== Passage provided ==
# # # # #

Collisional mountain ranges form some of the most spectacular and dominant features on the surface of the Earth. Examples include the Himalayan-Tibetan orogen, the Appalachians, the Caledonides, the European Alps, the Urals (Section 11.5.5), the Southern Alps of New Zealand (Sections 8.3.3, 8.6.3), and many of the Proterozoic orogens (e.g. Section 11.4.3). The anatomy of these belts is highly diverse, in part due to differences in the size, shape, and mechanical strength of the colliding plates, and the effects of different precollisional tectonic histories. In addition, continental collision can range from being highly oblique, such as occurs on the South Island of New Zealand, to nearly orthogonal. These differences greatly influence the mechanisms of collisional orogenesis (Section 10.4.6).

# # # # #

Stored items
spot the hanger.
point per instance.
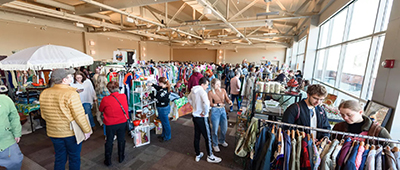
(297, 130)
(367, 144)
(293, 134)
(273, 129)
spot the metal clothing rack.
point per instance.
(334, 132)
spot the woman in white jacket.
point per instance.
(86, 92)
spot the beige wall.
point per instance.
(105, 45)
(252, 55)
(18, 36)
(194, 55)
(255, 55)
(156, 51)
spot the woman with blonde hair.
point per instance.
(163, 108)
(101, 92)
(217, 97)
(358, 123)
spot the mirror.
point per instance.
(378, 112)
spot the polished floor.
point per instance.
(178, 153)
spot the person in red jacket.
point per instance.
(194, 79)
(115, 120)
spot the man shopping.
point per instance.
(201, 107)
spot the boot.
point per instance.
(121, 151)
(107, 160)
(108, 153)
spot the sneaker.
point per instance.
(213, 159)
(224, 144)
(216, 148)
(197, 159)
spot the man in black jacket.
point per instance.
(311, 113)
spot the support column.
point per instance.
(311, 48)
(387, 82)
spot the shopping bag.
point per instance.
(185, 109)
(159, 129)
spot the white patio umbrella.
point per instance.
(46, 57)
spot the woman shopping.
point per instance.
(163, 108)
(115, 112)
(87, 94)
(217, 97)
(356, 122)
(101, 92)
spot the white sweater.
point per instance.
(199, 100)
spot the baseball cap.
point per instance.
(3, 89)
(59, 74)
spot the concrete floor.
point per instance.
(178, 153)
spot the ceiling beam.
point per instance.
(119, 4)
(177, 12)
(221, 17)
(243, 10)
(152, 13)
(203, 15)
(278, 2)
(136, 17)
(234, 5)
(304, 4)
(58, 14)
(163, 13)
(254, 31)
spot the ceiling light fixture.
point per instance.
(130, 20)
(206, 11)
(79, 25)
(269, 23)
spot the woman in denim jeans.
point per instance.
(217, 97)
(163, 108)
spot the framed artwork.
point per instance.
(120, 56)
(378, 112)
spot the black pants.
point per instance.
(202, 126)
(119, 130)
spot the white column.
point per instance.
(387, 84)
(311, 48)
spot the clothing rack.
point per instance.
(334, 132)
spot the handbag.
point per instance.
(78, 132)
(129, 123)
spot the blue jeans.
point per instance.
(67, 147)
(11, 158)
(218, 118)
(88, 110)
(237, 97)
(163, 113)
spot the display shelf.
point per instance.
(137, 135)
(144, 104)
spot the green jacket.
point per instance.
(10, 125)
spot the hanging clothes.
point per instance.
(305, 159)
(350, 163)
(390, 159)
(288, 145)
(326, 162)
(378, 158)
(343, 153)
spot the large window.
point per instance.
(299, 59)
(349, 49)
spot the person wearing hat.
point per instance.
(10, 132)
(194, 79)
(59, 106)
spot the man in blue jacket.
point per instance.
(10, 133)
(308, 112)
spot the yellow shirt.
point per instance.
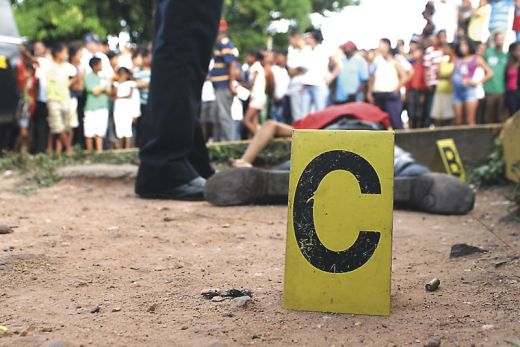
(446, 69)
(58, 77)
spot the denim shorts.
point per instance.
(462, 94)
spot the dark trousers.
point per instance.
(174, 151)
(391, 103)
(39, 129)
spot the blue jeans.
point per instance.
(314, 96)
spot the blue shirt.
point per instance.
(143, 75)
(354, 72)
(225, 55)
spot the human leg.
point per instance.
(185, 33)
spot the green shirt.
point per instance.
(96, 102)
(497, 61)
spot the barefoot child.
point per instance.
(126, 107)
(96, 107)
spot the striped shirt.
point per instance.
(225, 55)
(432, 60)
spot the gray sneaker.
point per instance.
(434, 193)
(246, 186)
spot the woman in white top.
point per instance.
(387, 77)
(257, 86)
(126, 107)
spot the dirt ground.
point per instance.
(88, 243)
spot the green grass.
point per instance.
(40, 171)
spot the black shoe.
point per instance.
(192, 191)
(434, 193)
(245, 186)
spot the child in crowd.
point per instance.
(126, 107)
(442, 110)
(257, 85)
(415, 91)
(60, 76)
(26, 109)
(96, 107)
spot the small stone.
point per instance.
(242, 301)
(433, 342)
(210, 293)
(488, 326)
(5, 229)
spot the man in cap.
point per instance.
(222, 78)
(91, 49)
(352, 75)
(174, 157)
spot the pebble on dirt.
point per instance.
(462, 249)
(242, 301)
(6, 229)
(433, 342)
(433, 285)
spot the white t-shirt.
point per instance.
(107, 71)
(259, 85)
(295, 60)
(128, 105)
(281, 81)
(317, 64)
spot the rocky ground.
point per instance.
(90, 264)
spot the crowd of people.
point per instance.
(81, 94)
(457, 71)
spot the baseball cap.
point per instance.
(91, 38)
(223, 25)
(348, 44)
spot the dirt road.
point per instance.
(90, 264)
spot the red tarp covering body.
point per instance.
(358, 110)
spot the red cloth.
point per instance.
(358, 110)
(417, 81)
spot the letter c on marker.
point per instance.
(303, 212)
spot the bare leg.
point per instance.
(89, 142)
(99, 144)
(267, 132)
(471, 112)
(459, 115)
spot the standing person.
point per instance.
(174, 159)
(387, 78)
(495, 88)
(281, 83)
(40, 126)
(96, 108)
(512, 80)
(60, 77)
(257, 86)
(76, 94)
(142, 77)
(442, 110)
(416, 88)
(296, 67)
(432, 59)
(222, 78)
(478, 28)
(352, 75)
(465, 99)
(315, 86)
(125, 107)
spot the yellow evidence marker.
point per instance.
(339, 234)
(447, 159)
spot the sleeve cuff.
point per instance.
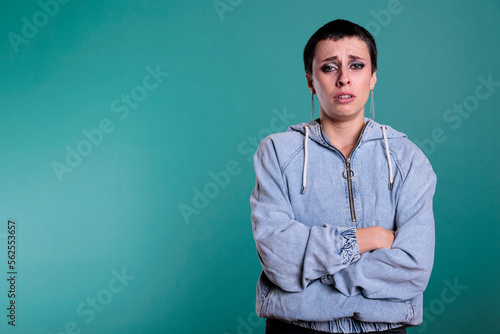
(350, 249)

# # # # #

Answer these questions about the passage on collisional mountain ranges:
1. Which section number is given for the Urals?
2. Where does highly oblique continental collision occur?
3. Which section number is given for the mechanisms of collisional orogenesis?
Answer from the passage on collisional mountain ranges alone, without using the rows.

== Task response ==
1. Section 11.5.5
2. On the South Island of New Zealand
3. Section 10.4.6